The Surgeon and Her Daughters is full of twists and turns as the cast of characters expands to include Isaiah (Eden Marryshow, wrapping his mouth around Gabo’s language like it was his own), who works with Mohammed handing out fliers for an Irish pub in Times Square. And then there is their nasty Mexican American boss, Mr. O’Halleron (Johnny Sánchez, exuding the irritation of someone who has genuinely lived the American dream and cannot understand why everyone else cannot do the same).
All these characters eventually converge, as they might in an epic novel. But without a runway of several hundred pages, the coincidence feels rushed and unearned. We can always sense Gabo’s hand guiding the wheel of fortune.
Even a considerably gifted director like Adrienne Campbell-Holt cannot overcome our incredulity, which is further piqued by uneven acting (usually a strong point of any Colt Coeur production). The rhythm is completely off, and a strange lethargy pervades even the tensest moments. Granted, these actors have the unenviable task of trotting out exposition deep into the second act, like they’re in an Agatha Christie mystery. Third characters conveniently leave for the corner store so the remaining two can fight. And while Gabo’s language is consistently sharp and inventive, it is never enough to compensate for his equally reliable contrivance.

* WHAT IS NEEDED *
Extend the theater review of The Surgeon and Her Daughters with a few more paragraphs that pick up right after its last sentence.

* RECORD SET *
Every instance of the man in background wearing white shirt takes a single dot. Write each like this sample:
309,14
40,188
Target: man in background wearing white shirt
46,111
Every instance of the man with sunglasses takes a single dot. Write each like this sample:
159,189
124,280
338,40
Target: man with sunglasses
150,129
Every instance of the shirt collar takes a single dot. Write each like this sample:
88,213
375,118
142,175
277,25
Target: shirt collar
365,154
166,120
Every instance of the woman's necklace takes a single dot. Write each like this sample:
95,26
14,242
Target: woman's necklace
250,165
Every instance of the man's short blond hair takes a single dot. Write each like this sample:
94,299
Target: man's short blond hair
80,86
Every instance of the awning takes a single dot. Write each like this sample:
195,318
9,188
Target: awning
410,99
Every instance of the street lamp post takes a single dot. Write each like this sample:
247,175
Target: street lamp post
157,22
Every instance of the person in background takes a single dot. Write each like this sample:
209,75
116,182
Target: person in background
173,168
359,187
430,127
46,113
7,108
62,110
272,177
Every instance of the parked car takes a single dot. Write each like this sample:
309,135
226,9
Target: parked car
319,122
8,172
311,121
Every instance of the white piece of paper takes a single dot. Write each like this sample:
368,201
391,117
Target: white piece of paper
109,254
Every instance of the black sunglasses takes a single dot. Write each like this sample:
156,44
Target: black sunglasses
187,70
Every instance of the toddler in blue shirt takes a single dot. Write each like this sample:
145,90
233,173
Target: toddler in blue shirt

--

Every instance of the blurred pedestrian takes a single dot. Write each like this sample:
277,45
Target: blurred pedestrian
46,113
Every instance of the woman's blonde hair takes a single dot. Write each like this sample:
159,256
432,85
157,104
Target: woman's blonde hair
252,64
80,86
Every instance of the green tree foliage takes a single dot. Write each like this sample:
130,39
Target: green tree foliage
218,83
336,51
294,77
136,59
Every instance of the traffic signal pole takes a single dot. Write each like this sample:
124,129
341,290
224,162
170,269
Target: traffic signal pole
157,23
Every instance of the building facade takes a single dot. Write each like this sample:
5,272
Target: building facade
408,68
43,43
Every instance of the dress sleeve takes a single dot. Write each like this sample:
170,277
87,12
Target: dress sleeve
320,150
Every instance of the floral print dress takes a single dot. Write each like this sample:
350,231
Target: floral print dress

* * *

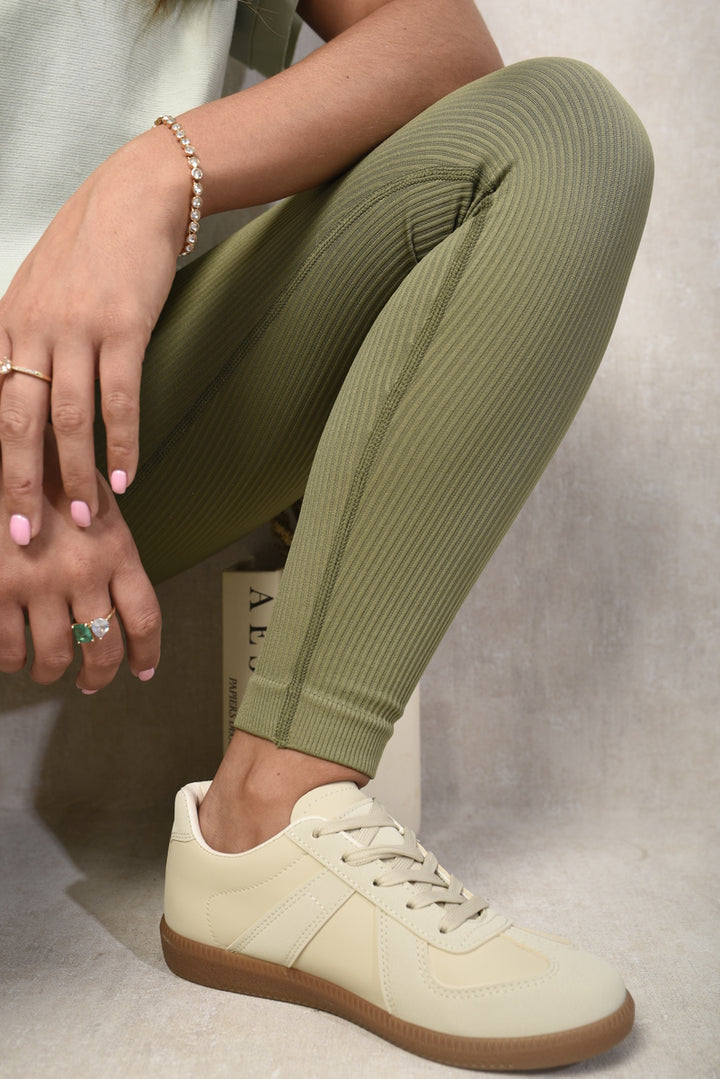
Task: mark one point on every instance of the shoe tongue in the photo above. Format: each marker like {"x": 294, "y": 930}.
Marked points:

* TASK RESULT *
At least Sarita P. Fellows outfits the performers in smartly selected costumes, from Mohammed’s grandfatherly cable-knit cardigan to O’Halleron’s colorful button-downs (this is exactly how my impatient immigrant entrepreneur husband dresses).
Salvador Zamora is trying his darndest to impose order through his sound design: We are primed with bass-heavy, slightly nerdy hip-hop in the pre-show. Occasionally we can hear the faint chop of a helicopter overhead. It’s intriguing, but ultimately it leads nowhere as The Surgeon and Her Daughters hurtles toward its inconclusive conclusion.
But maybe that’s just how the world is, full of random noise and distraction that we, for our own comfort, transform into meaning.